Source material:
· · · ·
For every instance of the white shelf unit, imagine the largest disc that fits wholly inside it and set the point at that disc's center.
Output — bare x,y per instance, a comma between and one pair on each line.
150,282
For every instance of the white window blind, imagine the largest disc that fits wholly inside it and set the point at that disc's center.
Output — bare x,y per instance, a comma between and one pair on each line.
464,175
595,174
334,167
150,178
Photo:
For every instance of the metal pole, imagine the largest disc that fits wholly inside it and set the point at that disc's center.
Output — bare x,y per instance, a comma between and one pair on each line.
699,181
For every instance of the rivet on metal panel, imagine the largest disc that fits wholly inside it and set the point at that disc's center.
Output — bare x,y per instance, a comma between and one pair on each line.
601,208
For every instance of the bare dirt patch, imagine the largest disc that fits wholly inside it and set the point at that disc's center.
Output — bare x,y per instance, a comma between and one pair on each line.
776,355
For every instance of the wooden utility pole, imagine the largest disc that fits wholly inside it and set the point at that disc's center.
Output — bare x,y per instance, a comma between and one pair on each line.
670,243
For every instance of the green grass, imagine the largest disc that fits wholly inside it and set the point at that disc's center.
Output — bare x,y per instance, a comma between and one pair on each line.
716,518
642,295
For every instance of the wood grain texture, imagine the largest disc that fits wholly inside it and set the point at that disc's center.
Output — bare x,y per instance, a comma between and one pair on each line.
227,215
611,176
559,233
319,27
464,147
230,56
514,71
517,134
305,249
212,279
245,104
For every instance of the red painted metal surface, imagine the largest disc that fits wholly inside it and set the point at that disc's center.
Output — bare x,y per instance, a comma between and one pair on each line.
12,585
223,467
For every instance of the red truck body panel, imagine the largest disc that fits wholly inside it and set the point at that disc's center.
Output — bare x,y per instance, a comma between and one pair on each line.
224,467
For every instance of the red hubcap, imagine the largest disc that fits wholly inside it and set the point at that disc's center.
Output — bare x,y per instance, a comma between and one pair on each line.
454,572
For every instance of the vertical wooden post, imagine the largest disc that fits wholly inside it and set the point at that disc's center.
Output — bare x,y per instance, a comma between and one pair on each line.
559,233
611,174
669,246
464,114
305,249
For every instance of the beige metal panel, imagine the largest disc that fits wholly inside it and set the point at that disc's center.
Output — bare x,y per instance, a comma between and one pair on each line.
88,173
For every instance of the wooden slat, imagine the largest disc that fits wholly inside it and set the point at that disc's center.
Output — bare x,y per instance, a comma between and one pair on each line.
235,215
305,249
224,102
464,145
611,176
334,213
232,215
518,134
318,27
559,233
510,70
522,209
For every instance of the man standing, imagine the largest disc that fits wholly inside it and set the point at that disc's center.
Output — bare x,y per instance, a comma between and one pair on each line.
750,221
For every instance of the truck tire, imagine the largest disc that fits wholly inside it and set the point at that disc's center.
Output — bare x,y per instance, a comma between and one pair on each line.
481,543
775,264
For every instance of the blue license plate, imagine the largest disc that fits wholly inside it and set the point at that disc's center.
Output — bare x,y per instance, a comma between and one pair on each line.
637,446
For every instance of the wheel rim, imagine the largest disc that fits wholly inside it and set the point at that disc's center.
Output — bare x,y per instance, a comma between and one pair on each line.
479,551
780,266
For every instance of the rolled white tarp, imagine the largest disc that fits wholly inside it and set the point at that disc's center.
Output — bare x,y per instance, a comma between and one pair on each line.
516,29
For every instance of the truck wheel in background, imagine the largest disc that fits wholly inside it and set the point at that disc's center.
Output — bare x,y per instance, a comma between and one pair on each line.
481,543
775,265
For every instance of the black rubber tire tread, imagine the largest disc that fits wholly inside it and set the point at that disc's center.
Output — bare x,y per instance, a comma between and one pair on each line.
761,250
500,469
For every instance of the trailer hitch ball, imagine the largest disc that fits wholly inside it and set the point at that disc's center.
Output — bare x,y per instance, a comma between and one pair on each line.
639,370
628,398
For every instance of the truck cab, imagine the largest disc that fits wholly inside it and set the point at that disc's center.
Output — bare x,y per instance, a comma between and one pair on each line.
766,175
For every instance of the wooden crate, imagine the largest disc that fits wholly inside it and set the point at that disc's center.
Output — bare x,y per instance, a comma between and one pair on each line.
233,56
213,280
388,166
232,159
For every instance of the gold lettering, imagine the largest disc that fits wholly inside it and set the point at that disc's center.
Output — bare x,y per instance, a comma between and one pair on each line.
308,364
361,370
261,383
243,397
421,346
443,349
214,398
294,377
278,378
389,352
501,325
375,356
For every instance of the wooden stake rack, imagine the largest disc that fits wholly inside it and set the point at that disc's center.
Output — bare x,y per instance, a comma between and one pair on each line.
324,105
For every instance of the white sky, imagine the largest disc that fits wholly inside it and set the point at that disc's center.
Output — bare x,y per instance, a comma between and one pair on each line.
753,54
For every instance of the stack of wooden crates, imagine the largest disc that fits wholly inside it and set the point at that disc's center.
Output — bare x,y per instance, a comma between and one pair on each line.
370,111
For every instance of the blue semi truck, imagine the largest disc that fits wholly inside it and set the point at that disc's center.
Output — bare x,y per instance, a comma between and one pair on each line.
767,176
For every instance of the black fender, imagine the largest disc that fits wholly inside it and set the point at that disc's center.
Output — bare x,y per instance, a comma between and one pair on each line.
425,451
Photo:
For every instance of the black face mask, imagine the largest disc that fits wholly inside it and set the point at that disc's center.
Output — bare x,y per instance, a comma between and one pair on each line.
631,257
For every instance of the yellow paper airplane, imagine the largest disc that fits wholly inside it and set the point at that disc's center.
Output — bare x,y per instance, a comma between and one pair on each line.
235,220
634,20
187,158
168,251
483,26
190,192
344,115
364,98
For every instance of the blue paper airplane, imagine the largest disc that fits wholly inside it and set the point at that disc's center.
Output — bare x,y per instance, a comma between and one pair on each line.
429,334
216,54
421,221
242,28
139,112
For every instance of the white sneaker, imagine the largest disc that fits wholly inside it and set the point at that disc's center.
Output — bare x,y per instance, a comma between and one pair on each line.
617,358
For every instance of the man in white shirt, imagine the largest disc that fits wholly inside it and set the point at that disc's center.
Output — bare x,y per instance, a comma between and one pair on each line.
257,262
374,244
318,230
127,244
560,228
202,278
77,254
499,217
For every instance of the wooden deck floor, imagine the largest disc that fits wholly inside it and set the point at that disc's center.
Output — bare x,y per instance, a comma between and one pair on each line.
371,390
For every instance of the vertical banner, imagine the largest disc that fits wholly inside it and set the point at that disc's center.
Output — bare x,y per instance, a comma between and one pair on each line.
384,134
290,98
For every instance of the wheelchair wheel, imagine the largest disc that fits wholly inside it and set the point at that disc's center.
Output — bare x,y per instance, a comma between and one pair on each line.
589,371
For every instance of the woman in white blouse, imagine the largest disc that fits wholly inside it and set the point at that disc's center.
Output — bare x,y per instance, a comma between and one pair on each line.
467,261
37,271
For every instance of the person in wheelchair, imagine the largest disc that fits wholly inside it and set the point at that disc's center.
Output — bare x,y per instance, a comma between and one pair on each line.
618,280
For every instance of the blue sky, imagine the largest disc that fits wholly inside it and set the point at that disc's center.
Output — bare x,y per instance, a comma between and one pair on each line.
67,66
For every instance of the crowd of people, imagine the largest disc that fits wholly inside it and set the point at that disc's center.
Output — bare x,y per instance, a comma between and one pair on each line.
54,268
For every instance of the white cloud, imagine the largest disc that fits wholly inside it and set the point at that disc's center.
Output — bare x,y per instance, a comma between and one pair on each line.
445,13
· · · ·
Written task: Nothing but the lines from the line with "For every instance of the woman" to the last line of the listing above should appear; please retype them exactly, both ends included.

Expected answer:
For every instance of the woman in white blouse, imagine the largest disc that fits wholly inside it and set the point at that disc's center.
Output — bare x,y per instance, a comma between and one pair on each line.
467,261
37,271
For every instance of the person in wheelchair, imagine the largest disc that fits wholly inside it and set the point at that disc's center.
Output — bare x,y per instance, a comma between and one pair on each line.
618,280
For every instance of the blue sky, imagine the largest disc that fits wholly inside it and set the point at that disc's center.
Output — bare x,y per instance, a comma between and one pair on each line.
67,66
For every instance of the crowd of people, imagine the largest disc that fits wholly inside it and set the point at that disc's center.
Output — bare x,y per instance, a comma between and one pair on each line.
54,268
For every instance of the white cloud, imagine the largest disc that fits wholly inside it and set the point at that disc's center.
Output — bare x,y per instance, a comma between and one pair on each line.
445,13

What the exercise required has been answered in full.